▸ Provided records:
▼

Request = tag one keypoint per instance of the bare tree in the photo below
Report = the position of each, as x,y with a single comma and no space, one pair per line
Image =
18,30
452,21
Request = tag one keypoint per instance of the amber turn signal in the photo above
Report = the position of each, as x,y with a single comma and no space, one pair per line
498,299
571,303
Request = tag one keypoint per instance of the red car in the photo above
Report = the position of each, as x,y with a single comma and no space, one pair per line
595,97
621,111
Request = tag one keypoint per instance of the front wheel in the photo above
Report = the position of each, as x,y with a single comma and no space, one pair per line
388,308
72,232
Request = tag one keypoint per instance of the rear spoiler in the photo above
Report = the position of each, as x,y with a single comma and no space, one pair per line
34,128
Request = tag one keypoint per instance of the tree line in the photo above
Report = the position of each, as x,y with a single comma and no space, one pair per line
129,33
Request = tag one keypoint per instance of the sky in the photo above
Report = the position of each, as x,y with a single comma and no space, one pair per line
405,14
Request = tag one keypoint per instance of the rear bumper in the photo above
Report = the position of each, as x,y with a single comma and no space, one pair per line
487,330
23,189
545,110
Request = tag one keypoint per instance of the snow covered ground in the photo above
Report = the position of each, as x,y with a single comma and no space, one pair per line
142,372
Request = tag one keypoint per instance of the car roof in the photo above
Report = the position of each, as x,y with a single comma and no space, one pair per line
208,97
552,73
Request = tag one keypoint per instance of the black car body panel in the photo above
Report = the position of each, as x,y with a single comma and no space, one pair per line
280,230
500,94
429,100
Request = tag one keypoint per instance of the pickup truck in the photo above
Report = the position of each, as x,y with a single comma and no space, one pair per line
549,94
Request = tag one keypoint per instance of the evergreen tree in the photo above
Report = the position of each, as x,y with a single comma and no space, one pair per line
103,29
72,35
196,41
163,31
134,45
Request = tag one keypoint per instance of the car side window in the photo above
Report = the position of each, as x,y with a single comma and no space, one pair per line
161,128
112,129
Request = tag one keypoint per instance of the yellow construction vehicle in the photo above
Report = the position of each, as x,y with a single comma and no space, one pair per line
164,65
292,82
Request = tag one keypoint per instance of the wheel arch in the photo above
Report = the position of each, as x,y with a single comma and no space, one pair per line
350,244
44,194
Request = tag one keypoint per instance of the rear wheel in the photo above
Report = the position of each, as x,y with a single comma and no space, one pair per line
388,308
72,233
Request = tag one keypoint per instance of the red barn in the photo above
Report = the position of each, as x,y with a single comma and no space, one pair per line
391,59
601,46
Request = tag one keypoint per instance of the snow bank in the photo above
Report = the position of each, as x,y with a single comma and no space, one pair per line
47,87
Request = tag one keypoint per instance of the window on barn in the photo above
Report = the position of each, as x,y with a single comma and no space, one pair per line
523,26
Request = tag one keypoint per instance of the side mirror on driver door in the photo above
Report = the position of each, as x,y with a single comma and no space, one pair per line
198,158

▲

▸ Aim of the task: Check every line of the data above for the string "wheel", and copy those that have it.

▸ Exercise output:
Request = tag one keypoint per instance of the front wheel in the photo above
Request = tag one keypoint per instance of the wheel arch in the photo above
Request = tag one keypoint per instance of the rear wheel in the photo above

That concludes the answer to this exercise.